ASSIGNMENT: Would you transcribe the data word for word?

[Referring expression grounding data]
[Start of section]
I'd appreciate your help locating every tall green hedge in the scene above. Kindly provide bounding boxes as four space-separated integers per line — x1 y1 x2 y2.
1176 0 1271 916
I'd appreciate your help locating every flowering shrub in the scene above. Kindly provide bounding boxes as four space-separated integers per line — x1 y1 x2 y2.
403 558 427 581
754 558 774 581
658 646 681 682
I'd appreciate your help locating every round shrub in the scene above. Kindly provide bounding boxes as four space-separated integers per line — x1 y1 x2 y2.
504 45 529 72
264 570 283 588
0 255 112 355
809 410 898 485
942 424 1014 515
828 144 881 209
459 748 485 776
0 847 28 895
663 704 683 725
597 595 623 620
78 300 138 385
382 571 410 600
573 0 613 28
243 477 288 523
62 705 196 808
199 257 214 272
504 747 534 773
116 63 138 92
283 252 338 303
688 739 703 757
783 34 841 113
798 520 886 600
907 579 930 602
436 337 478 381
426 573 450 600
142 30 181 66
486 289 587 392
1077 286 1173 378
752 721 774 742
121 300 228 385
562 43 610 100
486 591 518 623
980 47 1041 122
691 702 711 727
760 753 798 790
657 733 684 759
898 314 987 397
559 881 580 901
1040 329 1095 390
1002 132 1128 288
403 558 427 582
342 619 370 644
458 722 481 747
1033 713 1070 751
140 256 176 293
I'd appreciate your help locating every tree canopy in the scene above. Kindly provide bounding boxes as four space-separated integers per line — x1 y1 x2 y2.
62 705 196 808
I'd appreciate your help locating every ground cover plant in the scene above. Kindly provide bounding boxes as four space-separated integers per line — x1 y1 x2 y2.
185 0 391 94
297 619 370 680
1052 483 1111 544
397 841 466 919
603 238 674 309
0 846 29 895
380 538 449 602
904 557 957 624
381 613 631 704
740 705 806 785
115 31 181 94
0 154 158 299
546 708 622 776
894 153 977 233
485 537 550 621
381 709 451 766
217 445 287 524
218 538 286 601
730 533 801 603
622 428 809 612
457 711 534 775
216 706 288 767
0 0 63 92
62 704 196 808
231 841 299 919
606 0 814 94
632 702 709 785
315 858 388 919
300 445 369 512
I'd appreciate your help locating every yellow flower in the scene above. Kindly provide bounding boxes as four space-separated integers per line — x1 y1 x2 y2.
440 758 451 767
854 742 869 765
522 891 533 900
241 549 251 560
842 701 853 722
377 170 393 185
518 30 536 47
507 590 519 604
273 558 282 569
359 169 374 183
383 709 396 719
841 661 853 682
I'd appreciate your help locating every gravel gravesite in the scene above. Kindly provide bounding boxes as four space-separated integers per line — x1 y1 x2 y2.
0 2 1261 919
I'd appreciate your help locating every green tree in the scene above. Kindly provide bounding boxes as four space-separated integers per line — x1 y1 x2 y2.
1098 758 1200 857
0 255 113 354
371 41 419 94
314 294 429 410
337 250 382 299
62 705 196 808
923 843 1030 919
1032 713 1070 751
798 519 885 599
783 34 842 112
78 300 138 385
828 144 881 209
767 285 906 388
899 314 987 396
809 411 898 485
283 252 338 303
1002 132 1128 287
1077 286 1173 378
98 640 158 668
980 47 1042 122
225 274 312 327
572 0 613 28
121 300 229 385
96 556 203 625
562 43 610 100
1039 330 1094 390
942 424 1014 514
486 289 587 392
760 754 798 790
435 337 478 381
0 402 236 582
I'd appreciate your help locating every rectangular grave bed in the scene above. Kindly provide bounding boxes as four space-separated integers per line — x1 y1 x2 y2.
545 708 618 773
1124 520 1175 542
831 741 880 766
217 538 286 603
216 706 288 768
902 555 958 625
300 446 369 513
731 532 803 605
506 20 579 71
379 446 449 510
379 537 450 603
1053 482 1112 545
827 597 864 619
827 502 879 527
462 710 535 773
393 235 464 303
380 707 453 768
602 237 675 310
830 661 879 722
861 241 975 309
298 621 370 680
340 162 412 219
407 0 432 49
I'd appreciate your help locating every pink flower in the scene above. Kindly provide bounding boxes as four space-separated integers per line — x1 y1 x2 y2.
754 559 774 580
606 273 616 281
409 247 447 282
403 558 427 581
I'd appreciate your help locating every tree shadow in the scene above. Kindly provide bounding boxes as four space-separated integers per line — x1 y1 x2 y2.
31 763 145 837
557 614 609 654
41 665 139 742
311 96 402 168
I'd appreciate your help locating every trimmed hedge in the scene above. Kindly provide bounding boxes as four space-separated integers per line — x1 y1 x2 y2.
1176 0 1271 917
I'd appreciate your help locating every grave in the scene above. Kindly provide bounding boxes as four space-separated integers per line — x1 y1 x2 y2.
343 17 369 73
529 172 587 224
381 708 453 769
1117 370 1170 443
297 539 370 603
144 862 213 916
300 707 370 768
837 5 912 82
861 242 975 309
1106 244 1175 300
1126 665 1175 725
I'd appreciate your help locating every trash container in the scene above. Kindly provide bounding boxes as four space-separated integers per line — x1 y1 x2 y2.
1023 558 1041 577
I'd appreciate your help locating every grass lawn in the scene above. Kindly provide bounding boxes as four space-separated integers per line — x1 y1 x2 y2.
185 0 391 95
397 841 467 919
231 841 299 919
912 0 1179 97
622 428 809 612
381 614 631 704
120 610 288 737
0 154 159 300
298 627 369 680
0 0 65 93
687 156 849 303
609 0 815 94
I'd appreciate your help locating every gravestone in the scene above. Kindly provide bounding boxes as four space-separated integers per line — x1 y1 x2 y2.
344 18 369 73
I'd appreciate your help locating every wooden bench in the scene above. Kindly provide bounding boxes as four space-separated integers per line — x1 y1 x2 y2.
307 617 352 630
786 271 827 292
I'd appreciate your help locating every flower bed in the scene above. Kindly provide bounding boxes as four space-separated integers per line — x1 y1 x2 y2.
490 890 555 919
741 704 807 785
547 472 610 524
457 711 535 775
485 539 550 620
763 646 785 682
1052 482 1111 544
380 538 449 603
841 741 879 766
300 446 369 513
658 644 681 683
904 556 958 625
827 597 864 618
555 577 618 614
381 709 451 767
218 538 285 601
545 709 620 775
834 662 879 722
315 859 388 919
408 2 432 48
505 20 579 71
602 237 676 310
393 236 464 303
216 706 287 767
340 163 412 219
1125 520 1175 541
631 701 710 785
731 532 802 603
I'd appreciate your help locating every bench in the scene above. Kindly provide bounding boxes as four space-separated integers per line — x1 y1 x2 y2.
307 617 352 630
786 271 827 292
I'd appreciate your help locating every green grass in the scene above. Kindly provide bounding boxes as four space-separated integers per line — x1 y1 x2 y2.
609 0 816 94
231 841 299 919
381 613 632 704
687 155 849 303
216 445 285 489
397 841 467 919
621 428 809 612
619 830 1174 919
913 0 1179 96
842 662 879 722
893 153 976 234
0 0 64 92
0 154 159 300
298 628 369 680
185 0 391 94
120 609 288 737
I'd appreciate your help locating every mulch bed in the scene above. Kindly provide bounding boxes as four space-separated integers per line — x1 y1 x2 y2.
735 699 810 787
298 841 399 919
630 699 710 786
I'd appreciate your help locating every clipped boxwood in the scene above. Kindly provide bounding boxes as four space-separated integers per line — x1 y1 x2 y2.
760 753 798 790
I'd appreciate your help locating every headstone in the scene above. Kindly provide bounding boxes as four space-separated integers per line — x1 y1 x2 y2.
[End of section]
EXPECTED ANSWER:
I'd appreciate your help locating every tall green hedge in the scene above. Kindly provide bounding boxes as four space-separated integers per line — x1 y1 x2 y2.
1176 0 1271 916
I'd appreciate your help locating every flowering shrub in the scene above. Kindly provide bounding boxes as four space-separated integers per line — x1 y1 x2 y2.
403 558 427 581
754 558 774 581
658 646 681 682
I'd appreciate your help locating every round shrub in the scene above. Kindly provide bounding boxes as four space-separated integers per line — x1 y1 x2 y2.
504 45 529 72
264 570 283 588
0 255 112 355
809 410 898 485
942 424 1014 515
828 144 881 209
459 748 485 776
0 847 28 895
663 704 683 725
597 595 623 620
78 300 138 385
382 571 410 600
573 0 613 28
243 477 288 523
62 705 196 808
199 257 214 272
504 747 534 773
116 63 138 92
283 252 338 303
688 739 703 757
783 34 841 113
798 520 886 600
907 579 930 602
436 337 478 381
426 573 450 600
142 30 181 66
486 289 587 392
1077 286 1173 378
752 721 774 742
121 300 228 385
562 43 610 100
486 591 518 623
980 47 1041 122
691 702 711 727
760 753 798 790
657 733 684 759
898 314 987 397
559 881 580 901
1040 329 1095 390
1002 132 1128 288
403 558 427 582
342 619 370 644
458 722 481 747
1033 713 1070 751
140 256 176 293
I'd appreciate your help locating every tree canopy in the scene above. Kindly provide bounding boxes as four space-separated integers per line — x1 y1 x2 y2.
62 705 196 808
I'd appreciate your help locating every ground cover plant in the scene above. Kindly provide bounding boxes as four space-separated integers per line — x1 y1 x2 y2.
185 0 391 94
297 619 370 680
1052 483 1111 544
397 841 466 919
603 238 674 309
0 846 29 895
380 538 449 602
904 557 957 624
381 613 631 704
740 705 806 785
115 31 181 94
0 154 158 299
546 708 622 776
894 153 977 233
485 537 550 621
381 709 451 766
217 445 287 524
218 538 286 601
730 533 801 603
622 428 809 612
457 711 534 775
216 706 288 767
0 0 63 92
62 704 196 808
231 841 299 919
606 0 814 94
632 702 709 785
315 858 388 919
300 445 369 512
I'd appreciate your help locating every yellow flower in the scene above. Kindly provide bounding boxes as four space-separated integers per line — x1 y1 x2 y2.
440 758 451 767
854 742 869 765
522 891 533 900
241 549 251 560
842 701 853 722
377 170 393 185
518 30 536 47
507 590 519 604
273 558 282 569
359 169 374 183
383 709 396 719
841 661 853 682
I'd appreciate your help locating every gravel gravesite in the scene above. Kindly provide bounding boxes as four space-separated integers per line — x1 y1 x2 y2.
0 2 1261 919
I'd appreciate your help locating every green tree in the scene above. Kindly provide bounding boxes as four space-separated integers per line — x1 y1 x2 y2.
1098 758 1200 857
0 255 113 354
371 41 419 94
314 294 429 410
337 250 382 299
62 705 196 808
923 843 1030 919
1032 713 1070 751
798 519 885 599
783 34 842 112
78 300 138 385
828 144 881 209
767 285 906 388
899 314 987 396
809 411 898 485
283 252 338 303
1002 132 1128 287
1077 286 1173 378
98 640 158 668
980 47 1042 122
225 274 312 327
572 0 613 28
121 300 229 385
96 556 203 625
562 43 610 100
1039 330 1094 390
942 424 1014 514
486 289 587 392
760 754 798 790
435 337 478 381
0 402 236 582
I'd appreciate your help locating every rectangular grave bed in the scene above. Kindly provide bounding boxes as four space-separated integers per line — x1 y1 x2 y2.
545 708 618 773
1124 520 1175 542
831 741 880 766
217 538 286 603
216 706 288 768
902 555 958 625
300 446 369 513
731 532 803 605
506 20 579 71
379 446 449 510
379 537 450 603
1053 482 1112 545
827 597 864 619
827 502 879 527
462 710 535 773
393 235 464 303
380 707 453 768
602 237 675 310
830 661 879 722
861 241 975 309
298 621 370 680
340 162 412 219
407 0 432 49
I'd appreciate your help locating every pink flower in the scene above. Kindly provide bounding boxes as four space-separated integers per line — x1 y1 x2 y2.
754 559 774 580
606 273 616 281
409 247 447 282
403 558 427 581
I'd appreciate your help locating every tree shadow in the scene above. Kindly provide bounding boxes as four space-separated integers per line — x1 y1 x2 y2.
31 763 145 837
557 614 609 654
41 665 139 742
311 96 402 168
I'd appreciate your help locating every trimmed hedge in the scene above. Kindly provide bounding boxes as four space-separated integers per line — x1 y1 x2 y2.
1176 0 1271 917
I'd appreciate your help locating every grave in the scene above. Kindly provide bounding boxes as four space-separated integers per line — x1 y1 x2 y2.
343 17 369 73
529 172 587 224
381 708 453 769
1117 370 1170 443
297 539 370 603
144 862 213 916
300 707 370 768
837 5 912 82
861 242 975 309
1106 244 1175 300
1126 665 1175 725
I'd appreciate your help locating every trash container in the scene above. Kindly provide bounding boxes as four space-separated integers per line — x1 y1 x2 y2.
1023 558 1041 577
I'd appreciate your help locating every grass lawn in the scene above. Kindly provide bounding boxes as four space-separated integers per line — x1 y1 x2 y2.
185 0 391 95
397 841 467 919
231 841 299 919
912 0 1179 97
622 428 809 612
381 614 631 704
120 610 288 737
0 154 159 300
298 627 369 680
0 0 65 93
687 156 849 303
609 0 815 94
I'd appreciate your help locating every gravestone in the scene above. Kindly provide bounding boxes as four space-separated integers per line — x1 y1 x2 y2.
344 18 369 73
I'd appreciate your help locating every wooden bench in the scene above. Kindly provide bounding boxes as four space-separated integers per line — x1 y1 x2 y2.
307 617 352 630
786 271 827 292
I'd appreciate your help locating every flower bed in the scene above. Kindly provide bounding boxes as four space-separated integers per line — x1 y1 x2 y2.
490 890 555 919
741 704 807 785
547 472 610 524
457 711 535 775
485 539 550 620
763 646 785 682
1052 482 1111 544
380 538 449 603
841 741 879 766
300 446 369 513
658 644 681 683
904 556 958 625
827 597 864 618
555 577 618 614
381 709 451 767
218 538 285 601
545 709 620 775
834 662 879 722
315 859 388 919
408 2 432 48
505 20 579 71
602 237 676 310
393 236 464 303
216 706 287 767
340 163 412 219
1125 520 1175 541
631 701 710 785
731 532 802 603
I'd appreciate your help locating every bench in the scene above. Kindly provide bounding boxes as four space-separated integers per line — x1 y1 x2 y2.
307 617 352 630
786 271 827 292
I'd appreciate your help locating every green grass in the scene above. Kindly provide bounding boxes as four space-separated integers per line — x1 y1 x2 y2.
609 0 816 94
231 841 299 919
381 613 632 704
687 155 849 303
216 445 285 489
397 841 467 919
621 428 809 612
619 830 1174 919
913 0 1179 96
842 662 879 722
893 153 976 234
0 0 64 92
0 154 159 300
298 628 369 680
185 0 391 94
120 609 288 737
I'd appreciate your help locating every mulch bed in the scene above. Kindly provide bounding boxes as four space-separated integers per line — x1 y1 x2 y2.
735 699 810 787
298 841 399 919
630 699 710 786
I'd appreciate your help locating every clipped boxwood in the scene above. Kindly provide bounding boxes as four space-separated integers per line — x1 y1 x2 y2.
760 753 798 790
I'd appreciate your help locating every headstone in the scene above. Kindly provide bounding boxes as four space-separated integers per line — x1 y1 x2 y2.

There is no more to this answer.